● Point-per-instance localization data:
|---|
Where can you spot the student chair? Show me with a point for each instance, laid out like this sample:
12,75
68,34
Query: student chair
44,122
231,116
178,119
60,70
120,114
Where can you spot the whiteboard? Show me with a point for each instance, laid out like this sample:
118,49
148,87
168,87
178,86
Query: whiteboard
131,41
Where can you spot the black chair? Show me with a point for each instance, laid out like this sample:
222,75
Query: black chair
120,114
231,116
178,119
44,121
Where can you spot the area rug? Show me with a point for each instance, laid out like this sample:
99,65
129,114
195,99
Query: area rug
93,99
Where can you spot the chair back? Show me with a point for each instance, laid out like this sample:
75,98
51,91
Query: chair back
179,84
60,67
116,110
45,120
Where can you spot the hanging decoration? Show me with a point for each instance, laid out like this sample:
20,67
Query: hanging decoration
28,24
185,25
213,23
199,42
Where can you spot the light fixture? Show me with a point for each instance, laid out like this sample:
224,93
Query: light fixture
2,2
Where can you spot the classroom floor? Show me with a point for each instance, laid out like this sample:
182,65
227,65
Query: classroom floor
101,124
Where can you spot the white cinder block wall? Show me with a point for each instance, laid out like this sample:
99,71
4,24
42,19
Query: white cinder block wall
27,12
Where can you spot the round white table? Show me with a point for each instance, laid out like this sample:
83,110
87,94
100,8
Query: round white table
|---|
● TASK: Your task is to print all of the records exactly.

● WRITTEN SOLUTION:
Where can you spot the student chair? Show me with a point for each instance, laid out like this sample:
12,75
68,34
Query: student chair
44,122
231,116
178,119
60,70
120,114
Where can you spot the whiteboard? Show me with a point for each instance, laid out like this sample:
118,49
148,87
168,87
178,86
Query: whiteboard
131,41
Where can you spot the black chair? Show me with a point for each instance, laid out like this sample:
222,75
Query: black chair
120,114
231,116
178,119
44,121
Where can you spot the area rug? Show me with a point for each instance, laid out like this sample:
99,65
129,114
195,99
Query: area rug
93,99
Where can you spot the chair back? Show me with a point for each instance, laid out like this sample:
75,98
51,91
Query: chair back
179,84
60,67
116,110
45,120
Where can you spot the hanging decoration? Show me with a point for each instance, laid out like this sample:
20,67
Query: hanging decoration
28,24
185,25
213,23
199,42
Where can you spot the light fixture? Show me with a point for each instance, laid out like this sample:
224,93
Query: light fixture
2,2
Where can you spot the classroom floor? Show me with a point for each instance, laid out like this sample:
182,65
227,65
Query: classroom floor
101,124
Where can you spot the white cinder block wall? Show me with a point for each instance, laid out like this sample:
99,71
4,24
42,19
Query: white cinder block wall
27,12
Where can you spot the round white table? Show me with a point for each instance, laid out like this sample:
83,110
87,94
100,8
Query: round white table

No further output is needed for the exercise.